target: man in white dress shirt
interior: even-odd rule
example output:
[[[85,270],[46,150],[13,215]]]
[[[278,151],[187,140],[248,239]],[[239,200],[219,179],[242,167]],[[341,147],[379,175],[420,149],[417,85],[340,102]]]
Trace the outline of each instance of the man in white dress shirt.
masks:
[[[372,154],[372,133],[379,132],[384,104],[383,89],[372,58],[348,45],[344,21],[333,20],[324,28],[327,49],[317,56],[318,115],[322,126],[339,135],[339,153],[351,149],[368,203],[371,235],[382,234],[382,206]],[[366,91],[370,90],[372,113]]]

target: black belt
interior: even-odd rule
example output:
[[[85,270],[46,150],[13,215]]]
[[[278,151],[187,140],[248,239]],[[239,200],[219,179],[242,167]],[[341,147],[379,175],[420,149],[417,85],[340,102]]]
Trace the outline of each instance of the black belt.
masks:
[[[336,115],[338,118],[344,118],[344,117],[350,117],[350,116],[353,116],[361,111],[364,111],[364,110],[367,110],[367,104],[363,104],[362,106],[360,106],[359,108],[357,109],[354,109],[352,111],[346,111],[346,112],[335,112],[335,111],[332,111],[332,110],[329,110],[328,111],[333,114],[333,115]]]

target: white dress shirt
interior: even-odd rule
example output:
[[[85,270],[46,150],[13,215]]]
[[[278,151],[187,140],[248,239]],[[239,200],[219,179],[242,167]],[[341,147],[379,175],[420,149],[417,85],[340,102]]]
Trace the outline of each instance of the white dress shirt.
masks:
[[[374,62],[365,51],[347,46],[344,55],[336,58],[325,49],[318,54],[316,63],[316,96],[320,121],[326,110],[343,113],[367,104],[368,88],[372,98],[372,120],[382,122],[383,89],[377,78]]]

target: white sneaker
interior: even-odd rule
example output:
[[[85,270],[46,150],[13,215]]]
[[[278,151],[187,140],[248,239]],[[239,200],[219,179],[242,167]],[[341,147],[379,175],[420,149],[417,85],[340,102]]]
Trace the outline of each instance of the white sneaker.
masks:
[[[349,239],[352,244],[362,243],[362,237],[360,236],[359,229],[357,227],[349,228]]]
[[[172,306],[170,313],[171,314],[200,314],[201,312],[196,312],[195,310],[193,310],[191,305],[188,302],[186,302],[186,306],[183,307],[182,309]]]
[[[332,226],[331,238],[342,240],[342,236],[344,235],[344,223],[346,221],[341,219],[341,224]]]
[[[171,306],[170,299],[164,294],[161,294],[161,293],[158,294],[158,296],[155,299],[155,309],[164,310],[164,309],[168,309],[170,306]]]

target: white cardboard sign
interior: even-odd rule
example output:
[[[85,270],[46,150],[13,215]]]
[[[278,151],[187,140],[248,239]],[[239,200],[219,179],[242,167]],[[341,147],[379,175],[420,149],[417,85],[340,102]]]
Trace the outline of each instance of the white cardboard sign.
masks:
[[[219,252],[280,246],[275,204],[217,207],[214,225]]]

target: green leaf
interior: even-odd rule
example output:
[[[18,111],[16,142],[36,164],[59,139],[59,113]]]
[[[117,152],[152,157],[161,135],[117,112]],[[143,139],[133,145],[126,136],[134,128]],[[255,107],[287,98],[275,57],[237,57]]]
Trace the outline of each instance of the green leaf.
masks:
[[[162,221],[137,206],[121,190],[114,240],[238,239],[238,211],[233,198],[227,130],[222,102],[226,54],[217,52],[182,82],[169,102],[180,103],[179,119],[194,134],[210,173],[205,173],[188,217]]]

******

> [Exercise goal]
Where a line in the listing above includes the string "Trace", copy that line.

> [Solution to the exercise]
Trace the outline of each instance of the man in white dress shirt.
Trace the outline of each instance of the black belt.
Trace the outline of each instance of the white dress shirt.
Trace the outline of each instance of the white sneaker.
Trace the outline of each instance of the white cardboard sign.
Trace the outline of each instance of the green leaf.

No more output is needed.